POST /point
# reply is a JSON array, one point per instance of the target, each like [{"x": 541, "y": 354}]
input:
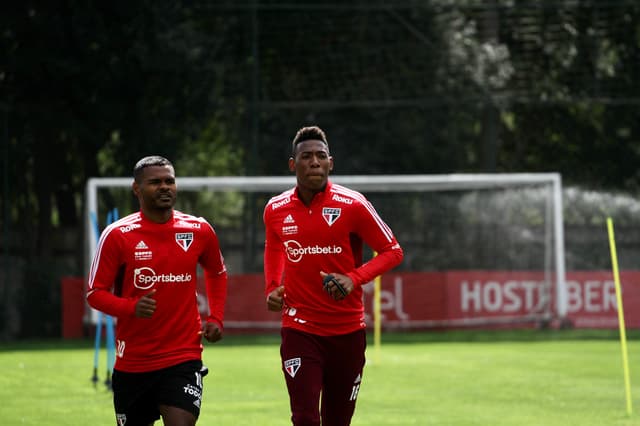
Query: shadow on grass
[{"x": 273, "y": 338}]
===============
• **Work item**: Take the line containing "# reply is a" through the last line of the material and retype exactly those lines, both ends included, with no pictures.

• **Exercise result**:
# reply is a JSON array, one point per instance of the target, each like [{"x": 541, "y": 354}]
input:
Query: shadow on grass
[{"x": 273, "y": 338}]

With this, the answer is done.